» TASK STATEMENT:
The records below must be reproduced in full and without error.
★ ★ ★ ★ ★ ★ ★
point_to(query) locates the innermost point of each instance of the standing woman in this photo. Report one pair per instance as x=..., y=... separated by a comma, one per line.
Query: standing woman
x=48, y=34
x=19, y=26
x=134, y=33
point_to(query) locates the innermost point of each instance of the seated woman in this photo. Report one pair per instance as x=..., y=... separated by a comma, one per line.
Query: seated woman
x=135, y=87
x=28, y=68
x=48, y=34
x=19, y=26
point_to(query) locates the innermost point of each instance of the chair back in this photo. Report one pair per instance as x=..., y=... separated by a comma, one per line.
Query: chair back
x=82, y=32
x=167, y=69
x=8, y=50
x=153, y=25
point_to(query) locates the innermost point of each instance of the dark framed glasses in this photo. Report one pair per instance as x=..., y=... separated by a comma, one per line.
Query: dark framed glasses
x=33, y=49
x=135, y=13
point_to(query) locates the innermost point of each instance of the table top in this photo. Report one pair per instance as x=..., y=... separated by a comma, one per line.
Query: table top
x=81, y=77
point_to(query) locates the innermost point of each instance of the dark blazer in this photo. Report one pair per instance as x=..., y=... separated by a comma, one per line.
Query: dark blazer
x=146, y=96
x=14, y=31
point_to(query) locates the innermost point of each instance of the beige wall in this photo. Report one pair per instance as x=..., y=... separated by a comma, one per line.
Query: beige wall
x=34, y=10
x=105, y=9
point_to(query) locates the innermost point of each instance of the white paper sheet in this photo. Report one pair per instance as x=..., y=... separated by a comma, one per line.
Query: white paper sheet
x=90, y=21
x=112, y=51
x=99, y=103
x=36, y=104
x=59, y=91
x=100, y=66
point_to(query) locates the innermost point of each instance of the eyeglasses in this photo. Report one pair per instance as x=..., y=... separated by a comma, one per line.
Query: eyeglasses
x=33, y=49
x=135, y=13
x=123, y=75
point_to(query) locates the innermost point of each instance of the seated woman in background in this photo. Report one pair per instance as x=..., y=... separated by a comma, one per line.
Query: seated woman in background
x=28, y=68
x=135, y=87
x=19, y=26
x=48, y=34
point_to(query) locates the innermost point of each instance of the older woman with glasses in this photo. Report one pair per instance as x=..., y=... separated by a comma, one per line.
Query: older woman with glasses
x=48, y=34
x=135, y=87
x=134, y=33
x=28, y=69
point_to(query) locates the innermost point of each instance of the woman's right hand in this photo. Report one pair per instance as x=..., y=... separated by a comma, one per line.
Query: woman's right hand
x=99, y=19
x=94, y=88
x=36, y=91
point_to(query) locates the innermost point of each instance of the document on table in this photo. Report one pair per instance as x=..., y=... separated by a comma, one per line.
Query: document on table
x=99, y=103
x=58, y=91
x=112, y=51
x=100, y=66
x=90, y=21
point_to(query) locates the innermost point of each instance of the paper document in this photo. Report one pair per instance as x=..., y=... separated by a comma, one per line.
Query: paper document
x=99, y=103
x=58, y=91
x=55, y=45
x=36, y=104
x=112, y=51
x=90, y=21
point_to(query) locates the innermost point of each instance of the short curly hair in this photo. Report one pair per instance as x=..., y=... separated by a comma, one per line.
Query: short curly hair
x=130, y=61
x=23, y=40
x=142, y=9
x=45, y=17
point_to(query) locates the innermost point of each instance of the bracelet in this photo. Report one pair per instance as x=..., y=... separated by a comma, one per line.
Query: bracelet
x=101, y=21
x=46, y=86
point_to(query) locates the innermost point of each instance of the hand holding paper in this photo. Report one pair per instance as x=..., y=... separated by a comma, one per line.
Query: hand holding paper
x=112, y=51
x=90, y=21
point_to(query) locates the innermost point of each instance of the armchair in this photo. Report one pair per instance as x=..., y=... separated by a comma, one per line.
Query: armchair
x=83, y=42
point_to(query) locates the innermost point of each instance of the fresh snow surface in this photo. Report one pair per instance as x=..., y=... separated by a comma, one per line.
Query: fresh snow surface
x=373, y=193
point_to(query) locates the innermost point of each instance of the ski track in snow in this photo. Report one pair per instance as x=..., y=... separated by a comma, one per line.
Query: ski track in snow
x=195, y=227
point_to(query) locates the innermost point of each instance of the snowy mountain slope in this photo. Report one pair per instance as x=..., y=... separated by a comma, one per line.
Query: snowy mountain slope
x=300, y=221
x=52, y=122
★ ★ ★ ★ ★ ★ ★
» ANSWER BOX:
point_to(query) locates the innermost point of each instance of the standing woman in this photo. Report one pair per instance as x=..., y=... separated by a comma, one per line.
Query: standing woman
x=48, y=34
x=19, y=26
x=134, y=33
point_to(query) locates the innermost point of each instance of the seated woman in this photo. Report one pair per instance as x=..., y=... separated by a comma, one per line.
Query: seated woman
x=135, y=87
x=28, y=68
x=48, y=34
x=19, y=26
point_to(query) locates the innermost point of each instance of the chair back in this photo. Report one pair per instance as x=..., y=... separated by a comma, one per line.
Query: chair back
x=82, y=32
x=167, y=69
x=8, y=50
x=153, y=25
point_to(query) locates the innermost point of each instance of the dark framed glasses in this photo. Report one pair per instance as x=..., y=... separated by a comma, one per line.
Query: dark framed glasses
x=33, y=49
x=135, y=13
point_to(query) locates the innermost point of each instance of the table top in this photo. Report one pair per instance as x=..., y=... separated by a comma, one per line.
Query: table top
x=81, y=77
point_to(query) locates the innermost point of each instance of the dark blazer in this photo. Report one pair per instance as x=..., y=... separated by a comma, one per line.
Query: dark blazer
x=146, y=96
x=14, y=31
point_to(query) locates the innermost point of each instance of the beige wall in this photo. Report one pair per instance as x=..., y=... separated by a comma, one per line.
Query: beige wall
x=34, y=10
x=105, y=9
point_to(query) locates the innermost point of each instance of the white paper sheet in this photo. Report one pair per instance as x=..., y=... separated by a comma, one per line.
Query: white paper sheet
x=90, y=21
x=112, y=51
x=99, y=103
x=36, y=104
x=59, y=91
x=100, y=66
point_to(query) locates the innermost point of each instance of the eyeglasses in this photo. Report one pair per instance as x=..., y=... separated by a comma, one per line.
Query: eyeglasses
x=33, y=49
x=135, y=13
x=123, y=75
point_to(query) locates the innermost point of each instance of the seated woman in background in this photo. Report one pair per instance as x=..., y=... separated by a comma, one per line.
Query: seated woman in background
x=28, y=68
x=135, y=87
x=19, y=26
x=48, y=34
point_to(query) locates the innermost point of each instance of the older woman with glasses in this photo. Report one pair per instance as x=..., y=... separated by a comma, one per line.
Query: older woman with glasses
x=48, y=34
x=135, y=87
x=134, y=33
x=28, y=69
point_to(query) locates the innermost point of each instance of the woman's right hand in this photo. Report one pair per instance as x=..., y=... separated by a comma, one per line.
Query: woman's right hand
x=99, y=19
x=94, y=88
x=36, y=91
point_to(query) locates the innermost point of each instance of the document on table in this photo. Report one pair per instance as x=..., y=... separated by a comma, one per line.
Query: document on table
x=99, y=103
x=58, y=91
x=112, y=51
x=100, y=66
x=90, y=21
point_to(query) locates the innermost point of each instance of the paper document in this photo. Report one pair per instance as x=..., y=... separated by a comma, one per line.
Query: paper document
x=99, y=103
x=58, y=91
x=55, y=45
x=36, y=104
x=112, y=51
x=90, y=21
point_to(query) locates the innermost point of each instance of the short curly hair in this photo. Report one pair per instance as x=..., y=... separated by a comma, one per line.
Query: short curly hair
x=130, y=61
x=23, y=40
x=142, y=9
x=45, y=17
point_to(query) locates the innermost point of each instance of the bracelet in this photo. Report one pair per instance as x=..., y=... separated by a comma, one per line.
Query: bracelet
x=101, y=21
x=46, y=86
point_to(query) locates the innermost point of each instance of the hand holding paper in this photo. Report one pair per instance as x=..., y=... separated by a comma, one per line.
Query: hand holding paper
x=112, y=51
x=90, y=21
point_to(query) locates the innermost point of each instance of the armchair in this photo. Report one pair per instance as x=..., y=... separated by a comma, one per line.
Query: armchair
x=83, y=42
point_to(query) locates the innermost point of each instance of the fresh snow surface in this photo. Report one pair per instance as x=..., y=... separated by a comma, one per line.
Query: fresh snow surface
x=373, y=193
point_to(query) locates the innermost point of each instance of the ski track in snow in this photo. Report one pair per instance as x=..., y=... separated by a comma, one per line.
Query: ski track in snow
x=195, y=227
point_to(query) locates the innermost point of each instance of the snowy mountain slope in this photo. Report one pair per instance as x=..., y=... separated by a comma, one per line.
Query: snowy mountain slope
x=300, y=221
x=52, y=122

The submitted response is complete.